→ **What to do**: Set down all of the entries exactly, leaving nothing out.

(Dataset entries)
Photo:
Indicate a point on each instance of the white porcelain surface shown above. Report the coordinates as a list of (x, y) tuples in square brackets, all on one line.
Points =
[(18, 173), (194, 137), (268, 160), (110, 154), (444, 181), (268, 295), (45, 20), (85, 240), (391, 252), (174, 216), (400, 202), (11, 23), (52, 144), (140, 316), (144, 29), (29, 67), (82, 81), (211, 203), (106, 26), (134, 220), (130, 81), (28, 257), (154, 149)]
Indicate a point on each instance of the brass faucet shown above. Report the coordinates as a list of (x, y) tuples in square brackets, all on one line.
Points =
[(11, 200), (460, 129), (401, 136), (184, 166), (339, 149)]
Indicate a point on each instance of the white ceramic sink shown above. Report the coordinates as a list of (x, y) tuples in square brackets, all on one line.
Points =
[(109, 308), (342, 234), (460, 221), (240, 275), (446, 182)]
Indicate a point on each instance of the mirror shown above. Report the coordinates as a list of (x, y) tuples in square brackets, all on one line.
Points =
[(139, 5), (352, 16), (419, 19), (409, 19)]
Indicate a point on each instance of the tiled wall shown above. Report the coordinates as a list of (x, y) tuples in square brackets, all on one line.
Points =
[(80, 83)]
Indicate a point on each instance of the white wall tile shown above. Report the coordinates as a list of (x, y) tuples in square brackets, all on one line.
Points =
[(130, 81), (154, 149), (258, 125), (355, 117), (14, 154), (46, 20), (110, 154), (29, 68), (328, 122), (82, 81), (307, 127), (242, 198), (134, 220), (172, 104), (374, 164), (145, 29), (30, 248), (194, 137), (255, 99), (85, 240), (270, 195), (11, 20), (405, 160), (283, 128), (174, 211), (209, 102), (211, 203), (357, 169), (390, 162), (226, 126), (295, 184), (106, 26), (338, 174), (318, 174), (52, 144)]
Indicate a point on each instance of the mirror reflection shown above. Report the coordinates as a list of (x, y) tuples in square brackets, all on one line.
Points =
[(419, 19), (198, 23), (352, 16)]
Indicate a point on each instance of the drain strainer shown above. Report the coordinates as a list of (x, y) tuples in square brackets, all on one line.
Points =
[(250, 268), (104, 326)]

→ **The answer**:
Photo:
Indicate a point on each instance of the white porcelain surface shown above. Report the coordinates as a list of (x, y) tuples in square brackets, all on one line.
Points =
[(18, 173), (194, 137), (268, 160), (110, 154), (444, 181), (268, 295), (45, 20), (85, 240), (391, 252), (174, 216), (400, 202), (11, 23), (52, 144), (140, 316), (144, 29), (29, 67), (82, 81), (211, 203), (106, 26), (134, 220), (130, 81), (28, 257), (154, 149)]
Indicate a point on each instance of the brass faucet shown above. Report the coordinates as a list of (x, y) tuples in square brackets, all on one line.
Points =
[(11, 200), (460, 129), (401, 136), (184, 166), (339, 149)]
Indicate a point on each instance of the white ceramic sink shown above. Report the coordinates as a list of (x, y) tuples in square brackets, all on one line.
Points =
[(109, 308), (342, 234), (460, 221), (240, 275), (446, 182)]
Indicate a point on each instance of the mirror shown above. Report the coordinates as a list of (x, y) tuples in square brackets, all on one line.
Points =
[(139, 5), (352, 16), (419, 19), (409, 19)]
Indicate a point on each instance of the tiled wall shown above. Report the coordinates as a list of (x, y) tuples in square brackets, all on one line.
Points =
[(80, 83)]
Indicate a point on each instance of the white wall tile shown above. Report the coordinates as a list of (x, y) tuples in square brackets, all on one line.
Points =
[(130, 81), (154, 149), (258, 125), (355, 117), (14, 154), (46, 20), (110, 154), (29, 68), (328, 122), (82, 81), (307, 127), (242, 198), (134, 220), (172, 104), (374, 164), (145, 29), (30, 248), (194, 137), (255, 99), (85, 240), (270, 195), (11, 20), (405, 160), (283, 128), (174, 211), (209, 102), (211, 203), (357, 169), (390, 162), (226, 126), (295, 184), (106, 26), (338, 174), (318, 174), (52, 144)]
Indicate a point on each instance of the mirror reflection shown above. Report the coordinates as a list of (x, y) tuples in square brackets, all on one line.
Points =
[(419, 19), (198, 23), (352, 16)]
Indicate a point on each instance of the drain strainer shown above. Report the coordinates as a list of (x, y) tuples in square brackets, all on one line.
Points =
[(250, 268), (104, 326)]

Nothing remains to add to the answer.